Exercise » Which passages in the film review are set inside quotation marks? List all of them.

Extract provided »
Start of Block
“It’s amazing how physically exhausting it can be to do nothing.”
Fincher crime movies are almost a sub-genre of their own — we know how they will feel (isolated and tense) and how they will look (heavy shadows with single colour lighting). Adapted from a French graphic novel, The Killer opens intriguingly with Fassbender’s assassin trying to keep his mind occupied as he waits for a target in Paris. The initial half hour is effectively an extended voiceover monologue, peppered with some interesting references — he quotes Aleister Crowley, though not by name, and refers to sniper assassinations as “Annie Oakley jobs”. Fassbender embodies the character gamely, measured movements and psychologically intense, but he cannot make the writing seem profound (“if I’m effective it’s for one simple fact: I don’t give a fuck”). The voiceover continues as the film shifts into a slow revenge story, and one can see the influence of the Dexter series, though it lacks any of Dexter’s disturbed charm or poetry. The film’s somber tone rarely changes although, in a brief appearance late in the film, Tilda Swinton manages to instill some suspense during a confrontation. Its production may be slick, but The Killer is retreading very well-trodden ground and its grand insight is that hitmen are patient, can’t afford empathy, and live by a code. Who knew? If you want to spend two hours being told this, perhaps you too have the patience to be an assassin.
End of Block
Collection entries »
Start of Block
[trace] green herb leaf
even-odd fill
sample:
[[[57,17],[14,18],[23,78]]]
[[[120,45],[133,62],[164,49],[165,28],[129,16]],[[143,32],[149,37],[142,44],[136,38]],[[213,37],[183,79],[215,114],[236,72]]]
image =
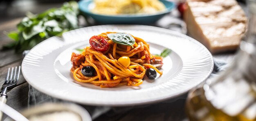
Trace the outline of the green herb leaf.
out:
[[[27,12],[27,17],[17,25],[18,31],[7,35],[15,41],[3,49],[15,48],[16,52],[21,52],[49,38],[61,36],[64,32],[78,28],[79,14],[78,4],[74,1],[39,14]]]
[[[80,54],[81,54],[82,52],[84,51],[84,49],[76,49],[76,50],[79,51]]]
[[[17,32],[11,32],[7,34],[7,36],[9,38],[18,41],[19,40],[20,38],[19,37],[19,33]]]
[[[163,52],[161,53],[161,54],[160,55],[160,56],[164,58],[165,58],[167,56],[168,56],[171,53],[171,52],[172,52],[171,49],[168,49],[168,48],[166,48],[164,49]]]
[[[113,42],[117,44],[131,46],[135,43],[135,39],[130,34],[125,33],[111,33],[107,34]]]

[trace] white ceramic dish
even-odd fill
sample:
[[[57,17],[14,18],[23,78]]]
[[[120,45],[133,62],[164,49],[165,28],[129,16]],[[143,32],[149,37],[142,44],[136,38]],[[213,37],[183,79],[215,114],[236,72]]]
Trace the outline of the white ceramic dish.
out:
[[[88,46],[92,36],[106,31],[125,32],[150,43],[152,54],[166,48],[173,50],[164,60],[163,74],[145,79],[139,87],[101,88],[77,83],[70,69],[76,49]],[[159,101],[182,94],[204,81],[213,67],[212,56],[202,45],[185,35],[144,25],[101,25],[71,31],[63,40],[52,37],[31,49],[22,70],[29,84],[54,97],[94,105],[124,106]]]
[[[60,115],[56,113],[65,113],[65,115],[64,117],[66,121],[74,121],[74,118],[78,119],[76,121],[91,121],[92,118],[89,112],[84,108],[71,103],[47,103],[41,104],[36,106],[34,106],[28,109],[22,110],[20,113],[24,117],[28,119],[31,119],[31,117],[35,117],[40,119],[40,121],[43,121],[43,119],[40,119],[39,117],[41,116],[45,115],[44,118],[46,117],[45,115],[49,114],[48,116],[52,118],[53,121],[61,121],[60,119],[63,119],[63,114]],[[53,115],[54,116],[53,116]],[[5,119],[4,121],[13,121],[9,117]],[[47,120],[49,121],[49,120]]]

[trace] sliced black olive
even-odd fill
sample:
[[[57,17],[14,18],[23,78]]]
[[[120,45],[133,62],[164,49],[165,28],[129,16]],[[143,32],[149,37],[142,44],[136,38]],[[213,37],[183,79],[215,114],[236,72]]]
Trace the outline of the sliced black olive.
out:
[[[94,76],[95,69],[92,66],[87,66],[83,67],[81,70],[81,72],[83,75],[86,76]]]
[[[146,74],[150,79],[154,79],[157,77],[157,72],[153,69],[150,68],[146,71]]]

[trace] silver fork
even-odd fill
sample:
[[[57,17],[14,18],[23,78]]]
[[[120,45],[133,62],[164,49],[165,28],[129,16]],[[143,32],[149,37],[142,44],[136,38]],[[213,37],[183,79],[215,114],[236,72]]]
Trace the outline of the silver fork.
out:
[[[2,85],[3,89],[2,90],[1,93],[0,93],[0,102],[1,103],[6,103],[6,101],[7,101],[7,90],[15,86],[19,80],[20,72],[20,66],[19,66],[18,74],[17,68],[16,66],[15,67],[15,70],[13,73],[14,68],[13,67],[12,68],[10,76],[9,76],[10,68],[8,69],[6,79]],[[2,117],[2,112],[0,112],[0,121],[1,121]]]

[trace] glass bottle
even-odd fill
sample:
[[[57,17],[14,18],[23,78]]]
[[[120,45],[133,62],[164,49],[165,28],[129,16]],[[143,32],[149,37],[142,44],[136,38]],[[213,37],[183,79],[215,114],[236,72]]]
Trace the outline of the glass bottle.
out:
[[[249,22],[234,63],[189,94],[191,121],[256,121],[256,0],[248,0]]]

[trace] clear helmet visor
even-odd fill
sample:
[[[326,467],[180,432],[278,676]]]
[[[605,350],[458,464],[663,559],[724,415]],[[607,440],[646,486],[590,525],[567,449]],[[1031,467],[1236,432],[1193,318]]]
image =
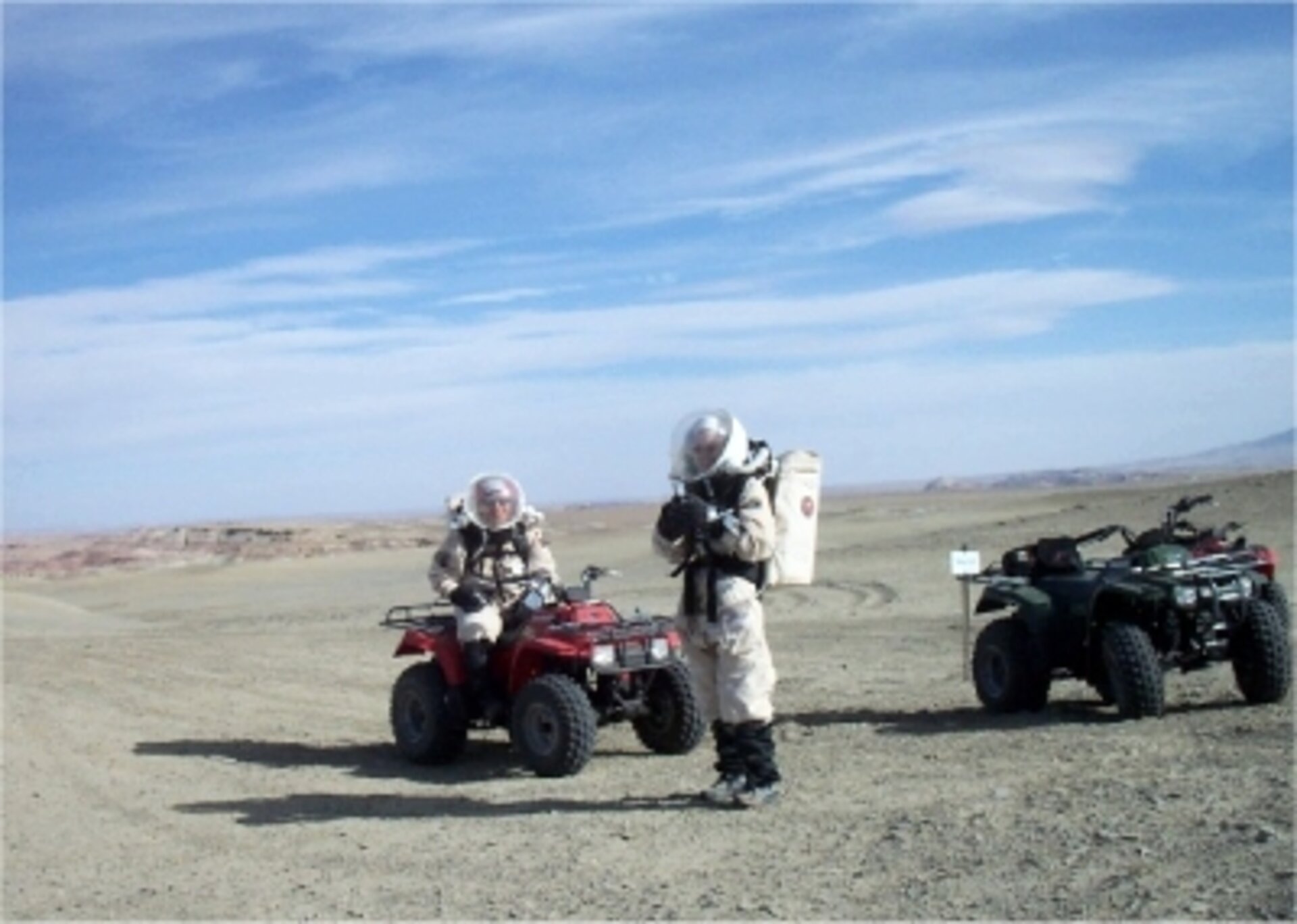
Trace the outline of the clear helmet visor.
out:
[[[747,431],[726,410],[687,414],[671,437],[671,476],[698,481],[739,471],[747,458]]]
[[[468,483],[464,513],[482,529],[507,529],[523,515],[523,485],[508,475],[479,475]]]

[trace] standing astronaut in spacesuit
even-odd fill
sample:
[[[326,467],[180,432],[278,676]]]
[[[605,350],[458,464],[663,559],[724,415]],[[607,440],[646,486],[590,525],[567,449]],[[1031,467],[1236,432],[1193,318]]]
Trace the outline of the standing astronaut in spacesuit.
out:
[[[725,410],[677,424],[671,478],[654,549],[684,574],[677,623],[704,719],[716,744],[716,783],[700,796],[755,807],[778,799],[774,763],[774,662],[760,592],[774,554],[776,526],[763,479],[770,450],[751,443]]]

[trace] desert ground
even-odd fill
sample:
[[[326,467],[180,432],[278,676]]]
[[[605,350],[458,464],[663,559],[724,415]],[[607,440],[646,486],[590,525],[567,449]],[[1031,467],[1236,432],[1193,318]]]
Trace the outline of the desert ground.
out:
[[[709,742],[626,725],[568,779],[503,731],[403,762],[379,620],[427,598],[433,518],[10,536],[4,918],[1292,919],[1292,694],[1248,706],[1222,664],[1171,675],[1161,719],[1077,681],[992,716],[964,676],[952,549],[1153,526],[1188,492],[1294,587],[1292,472],[826,497],[815,584],[765,598],[787,790],[754,811],[691,799]],[[550,511],[564,576],[673,609],[654,515]]]

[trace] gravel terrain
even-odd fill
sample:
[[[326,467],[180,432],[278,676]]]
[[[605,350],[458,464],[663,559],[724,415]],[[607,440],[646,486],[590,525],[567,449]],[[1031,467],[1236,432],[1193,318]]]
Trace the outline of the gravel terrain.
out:
[[[757,811],[691,799],[706,745],[652,755],[623,725],[571,779],[525,772],[503,732],[402,762],[405,662],[377,622],[427,598],[433,520],[315,527],[320,554],[275,524],[226,535],[281,554],[187,533],[201,555],[77,567],[91,540],[65,539],[44,571],[10,537],[4,918],[1291,920],[1291,694],[1248,706],[1218,666],[1171,675],[1161,719],[1118,722],[1073,681],[992,716],[964,676],[949,550],[1152,526],[1189,491],[1294,587],[1292,472],[826,498],[816,584],[767,597],[789,789]],[[654,514],[555,511],[565,576],[616,567],[603,596],[669,611]]]

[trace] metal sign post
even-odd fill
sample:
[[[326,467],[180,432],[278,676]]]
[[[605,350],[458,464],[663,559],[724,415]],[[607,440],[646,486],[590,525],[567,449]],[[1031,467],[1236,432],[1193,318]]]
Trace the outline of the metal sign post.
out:
[[[969,679],[969,663],[973,642],[973,600],[969,584],[973,576],[982,571],[982,555],[977,549],[969,549],[968,544],[960,546],[958,552],[951,553],[951,574],[960,581],[960,597],[964,603],[964,667],[962,676]]]

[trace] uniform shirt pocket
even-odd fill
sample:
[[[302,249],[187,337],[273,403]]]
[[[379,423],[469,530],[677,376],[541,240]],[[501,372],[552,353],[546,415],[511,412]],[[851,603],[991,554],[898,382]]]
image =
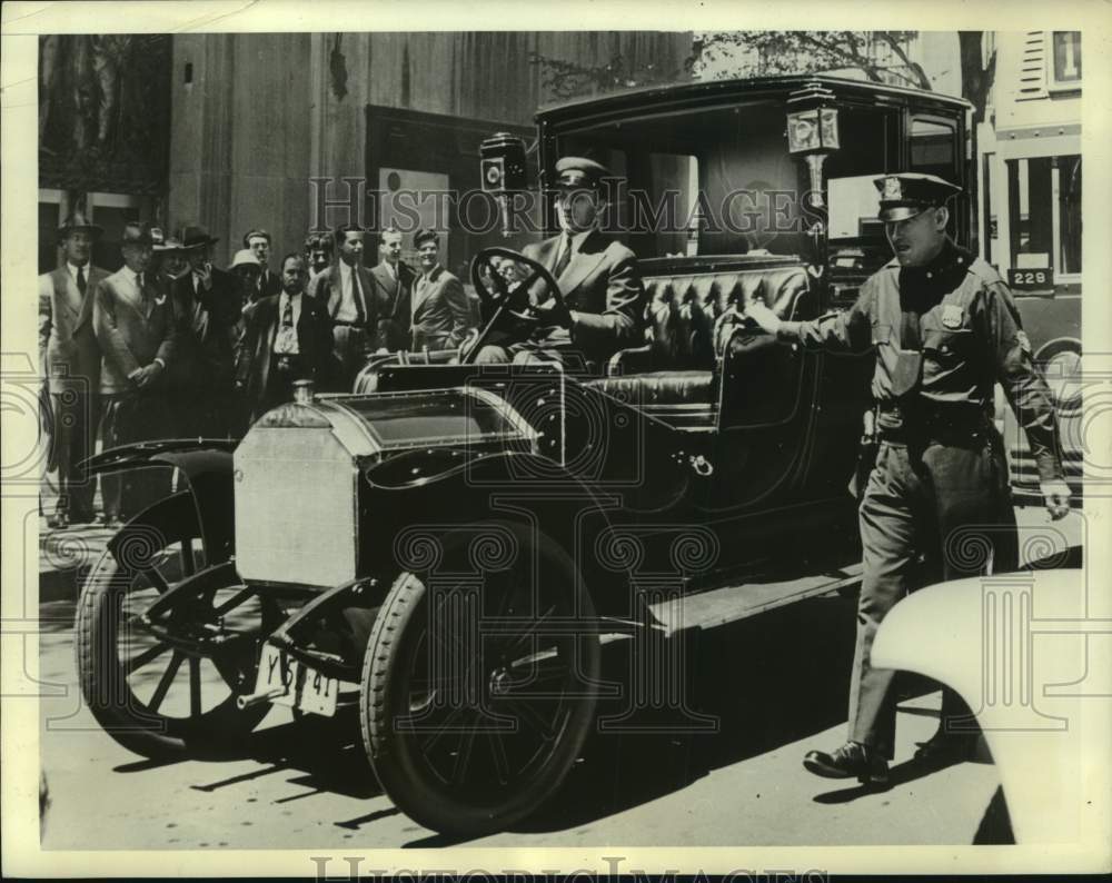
End of Block
Output »
- “It’s amazing how physically exhausting it can be to do nothing.”
- “Annie Oakley jobs”
- “if I’m effective it’s for one simple fact: I don’t give a fuck”